## ACTIONS TO TAKE
a - In the heating-plan text, turn the paragraph beginning "W and Y-plan both use" into a short bulleted list that keeps its main facts.
b - Write out the heating-plan text word for word from "Out of the three" to "circuits get flow.".

## SUPPLIED TEXT
▽

What's the difference between S W or Y plan?
Out of the three what would you recommend and why?
Would the above type of system be better than a combi?
S-plan has two 2-port motorised valves, one for CH, one for HW. When CH or HW is called, by the relevant stat, the valve opens. To avoid risk of pump and boiler being dead-headed due to a valve failing closed, the pump and boiler are switched by a microswitch in each valve, switch closed when valve fully open, rather than direct from the stats. This makes the wiring a bit more complicated. If both CH and HW are called, both circuits get flow.
W and Y-plan both use a 3-port diverter valve. W-plan is either CH or HW, not both, and HW has preference. Y-plan has a mid-position valve so both circuits at once can get flow. Body of the valve is the same, just different actuators. Because of the valve design it's impossible for both ports to be closed at once, so the pump and boiler are powered directly via the stats. I've always had W-plan and never found HW preference a problem, even with 5 people in the house and plenty of baths happening. W-plan valve is simpler and maybe more reliable.
Also if you ever go in for weather compensation, where in effect the boiler control-stat setting is reduced when outside temperature is higher, to improve economy (more condensation) this is only in CH mode. As the reduced control-stat setting might be below the cylinder stat setting, it clearly wouldn't do the job, so it reverts to normal control-stat setting in HW mode, and the system works in either/or mode, making a mid-position valve superfluous.
Personally I prefer a heat-only boiler to a combi, for one thing HW cylinder with immersion means you still have HW if there's a problem with the boiler. And with the various items being separate it could be easier to diagnose and fix any problem. Installing a combi likely to mean more upheaval than my suggestion.

△

## DATA SHOWN
▽

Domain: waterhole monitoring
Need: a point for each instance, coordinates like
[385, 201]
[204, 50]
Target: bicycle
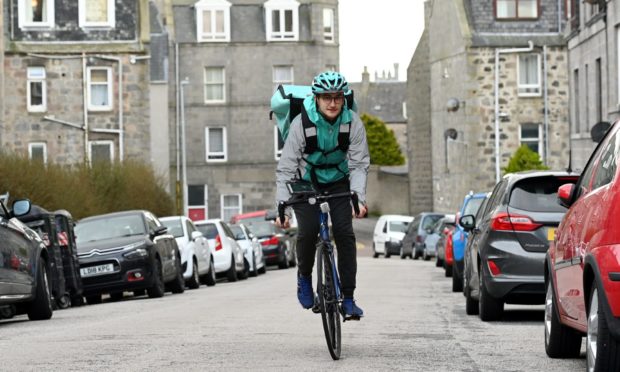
[328, 291]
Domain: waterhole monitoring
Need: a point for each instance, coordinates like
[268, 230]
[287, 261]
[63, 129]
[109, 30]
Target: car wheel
[560, 341]
[209, 279]
[158, 288]
[194, 281]
[231, 274]
[489, 308]
[41, 307]
[602, 349]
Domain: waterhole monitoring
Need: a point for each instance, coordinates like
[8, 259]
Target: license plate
[96, 270]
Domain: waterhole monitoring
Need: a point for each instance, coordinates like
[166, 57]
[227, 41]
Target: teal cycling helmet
[329, 82]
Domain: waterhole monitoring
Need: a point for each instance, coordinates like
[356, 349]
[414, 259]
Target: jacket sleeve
[290, 159]
[359, 158]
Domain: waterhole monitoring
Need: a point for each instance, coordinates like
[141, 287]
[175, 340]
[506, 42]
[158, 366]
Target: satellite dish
[598, 130]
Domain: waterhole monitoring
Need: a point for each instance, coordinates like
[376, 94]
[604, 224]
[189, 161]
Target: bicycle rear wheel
[328, 302]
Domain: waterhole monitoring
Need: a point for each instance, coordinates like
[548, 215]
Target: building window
[282, 20]
[215, 91]
[197, 202]
[99, 82]
[531, 135]
[96, 13]
[328, 25]
[37, 151]
[278, 142]
[516, 9]
[231, 205]
[100, 152]
[213, 20]
[216, 144]
[529, 72]
[36, 89]
[282, 75]
[36, 13]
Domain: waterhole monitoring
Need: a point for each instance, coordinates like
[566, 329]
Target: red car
[583, 264]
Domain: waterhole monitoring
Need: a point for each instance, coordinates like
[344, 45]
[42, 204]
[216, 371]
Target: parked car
[252, 248]
[278, 244]
[24, 266]
[127, 251]
[442, 227]
[510, 240]
[471, 205]
[388, 235]
[413, 242]
[582, 266]
[228, 256]
[196, 253]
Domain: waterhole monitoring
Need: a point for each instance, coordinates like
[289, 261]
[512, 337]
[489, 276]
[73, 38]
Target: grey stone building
[593, 45]
[77, 81]
[231, 56]
[458, 103]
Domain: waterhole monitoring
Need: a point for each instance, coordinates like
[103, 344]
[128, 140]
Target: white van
[389, 233]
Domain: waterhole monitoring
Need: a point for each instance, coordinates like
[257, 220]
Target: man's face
[330, 104]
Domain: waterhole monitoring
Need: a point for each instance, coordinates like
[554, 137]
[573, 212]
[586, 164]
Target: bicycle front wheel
[328, 301]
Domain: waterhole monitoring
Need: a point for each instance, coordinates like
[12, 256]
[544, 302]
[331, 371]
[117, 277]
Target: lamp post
[183, 146]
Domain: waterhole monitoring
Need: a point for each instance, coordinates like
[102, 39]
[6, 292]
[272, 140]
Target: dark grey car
[506, 251]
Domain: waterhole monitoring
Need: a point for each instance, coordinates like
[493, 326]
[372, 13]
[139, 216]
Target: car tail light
[508, 222]
[493, 268]
[271, 241]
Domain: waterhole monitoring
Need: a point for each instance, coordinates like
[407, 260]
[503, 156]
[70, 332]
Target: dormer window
[36, 13]
[282, 20]
[213, 20]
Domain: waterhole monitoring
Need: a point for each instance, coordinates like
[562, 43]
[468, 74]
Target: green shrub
[382, 144]
[524, 159]
[84, 190]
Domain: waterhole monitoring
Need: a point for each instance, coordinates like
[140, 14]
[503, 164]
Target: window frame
[109, 84]
[110, 144]
[43, 80]
[25, 24]
[222, 207]
[43, 145]
[223, 153]
[281, 6]
[538, 85]
[516, 17]
[213, 6]
[111, 16]
[206, 83]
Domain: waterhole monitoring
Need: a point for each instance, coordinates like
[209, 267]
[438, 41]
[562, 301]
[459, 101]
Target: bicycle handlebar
[314, 198]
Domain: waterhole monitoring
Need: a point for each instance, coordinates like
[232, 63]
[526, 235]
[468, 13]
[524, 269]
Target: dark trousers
[342, 228]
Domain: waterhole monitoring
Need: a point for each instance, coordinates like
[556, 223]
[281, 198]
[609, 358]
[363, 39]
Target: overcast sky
[378, 33]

△

## SOLUTIONS PER TASK
a -
- W-plan and Y-plan both use a 3-port diverter valve with the same valve body and different actuators.
- W-plan supplies either CH or HW, not both, and HW has preference.
- Y-plan has a mid-position valve, so both circuits can get flow at once.
- Both ports can't be closed at once, so the pump and boiler are powered directly via the stats.
- The writer has always had W-plan and never found HW preference a problem, even with 5 people in the house and plenty of baths.
- The W-plan valve is simpler and maybe more reliable.

b -
Out of the three what would you recommend and why?
Would the above type of system be better than a combi?
S-plan has two 2-port motorised valves, one for CH, one for HW. When CH or HW is called, by the relevant stat, the valve opens. To avoid risk of pump and boiler being dead-headed due to a valve failing closed, the pump and boiler are switched by a microswitch in each valve, switch closed when valve fully open, rather than direct from the stats. This makes the wiring a bit more complicated. If both CH and HW are called, both circuits get flow.